#### Written problem
Rewrite every one of the records below with "Locate" changed to "Find" wherever it occurs, keeping everything else the same. Omit the pictures from your answer.

#### Dataset extract

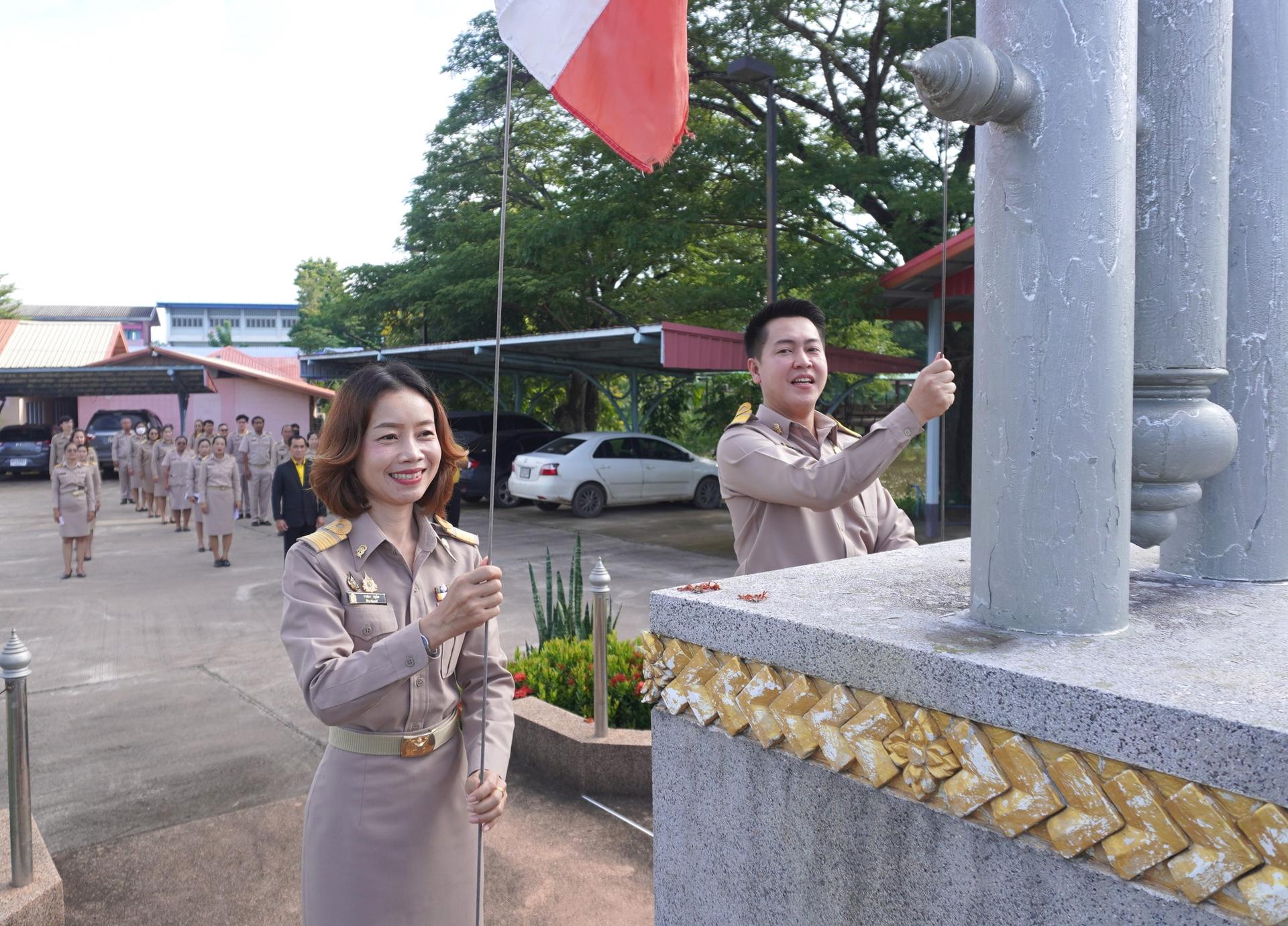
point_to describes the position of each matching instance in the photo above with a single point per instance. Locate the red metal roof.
(910, 287)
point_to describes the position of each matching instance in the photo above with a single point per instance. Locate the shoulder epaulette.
(743, 415)
(455, 532)
(329, 535)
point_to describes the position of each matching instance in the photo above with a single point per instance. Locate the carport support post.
(934, 428)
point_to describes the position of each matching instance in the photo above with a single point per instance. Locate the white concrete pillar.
(1240, 529)
(1183, 179)
(1054, 285)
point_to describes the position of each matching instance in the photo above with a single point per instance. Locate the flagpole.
(491, 495)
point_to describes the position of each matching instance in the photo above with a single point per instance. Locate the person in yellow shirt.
(295, 509)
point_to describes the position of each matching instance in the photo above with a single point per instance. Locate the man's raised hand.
(933, 393)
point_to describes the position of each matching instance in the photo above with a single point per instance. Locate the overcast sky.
(196, 151)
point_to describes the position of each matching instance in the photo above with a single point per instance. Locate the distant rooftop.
(89, 313)
(227, 307)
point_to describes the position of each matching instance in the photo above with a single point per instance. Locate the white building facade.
(252, 325)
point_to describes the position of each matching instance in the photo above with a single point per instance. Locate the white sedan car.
(596, 469)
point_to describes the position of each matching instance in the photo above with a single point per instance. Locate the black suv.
(25, 448)
(477, 476)
(105, 424)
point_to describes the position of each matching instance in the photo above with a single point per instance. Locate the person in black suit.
(295, 509)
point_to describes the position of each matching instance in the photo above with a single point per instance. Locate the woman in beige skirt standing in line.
(177, 472)
(75, 504)
(219, 488)
(197, 517)
(160, 450)
(81, 440)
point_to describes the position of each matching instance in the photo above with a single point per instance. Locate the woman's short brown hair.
(335, 478)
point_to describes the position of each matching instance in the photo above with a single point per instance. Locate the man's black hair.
(754, 338)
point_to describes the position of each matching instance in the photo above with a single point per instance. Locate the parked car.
(477, 474)
(469, 427)
(596, 469)
(25, 448)
(103, 424)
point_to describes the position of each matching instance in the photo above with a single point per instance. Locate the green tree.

#### Task result
point_to describes the position of each matching instance in the photo above with a single point per instance. Find the red metal roof.
(910, 287)
point_to describes the position of each matching instance in the photo above with a single point per instance. Find the shoulder epaulette.
(743, 415)
(455, 532)
(329, 535)
point_to describes the position of each matching instance in the photo above with a single point per instance. Find the carport support post.
(934, 428)
point_to describes the position of each matching instance in the photo above with a single point per instance. Find the white concrete pillar.
(1240, 529)
(1183, 179)
(1054, 285)
point_to describes the position of each matching instance in the photo above with a single point per instance. Find the flagpole.
(491, 495)
point_to describes the position of each matching instance in the photo above with a single point per instance. Find the person in yellow shirt.
(295, 509)
point_to describes the position of each matching instance in the photo above with a single point per instance. Find the man's raised hand.
(933, 393)
point_to describes the position of each matching instance in the photo above with a single point per instance. Find the overcast sky.
(196, 151)
point_to describes the position of each matching instance in the photo above with a single point per instance. Find the distant rooftop.
(89, 313)
(227, 307)
point_to describes the position of each matching instance in the photo above with a single point per instance. Find the white building facade.
(252, 325)
point_to describes the position of each matching instance in the photo above with a single point per instance. Find the white sedan car.
(596, 469)
point_to describes the position of each matching instance in the photo above with a single point per instance. Find the black suv.
(25, 448)
(477, 476)
(105, 424)
point_to describes the position of each matching instance in the photo above with a single point per instance. Find the person in black suit.
(295, 509)
point_to describes the position of each matching instance in the photo above with a single point per instance. Find the woman in beige skirt standing in line.
(177, 472)
(75, 504)
(219, 488)
(197, 517)
(160, 450)
(81, 440)
point_to describes the position of each matching instance in the photo above with a single point per instance. Find the woman's short brown hair.
(335, 478)
point_to describes the position of each matching instance in the photo above with a single point per instance. Find the man's black hair.
(754, 338)
point_to describes the position of each matching instance in the photo above with a single point per instance. Find the parked car.
(477, 474)
(469, 427)
(596, 469)
(25, 448)
(103, 424)
point_to describes the position of each matching instance in the photo above with a single point per instance. Find the green tree.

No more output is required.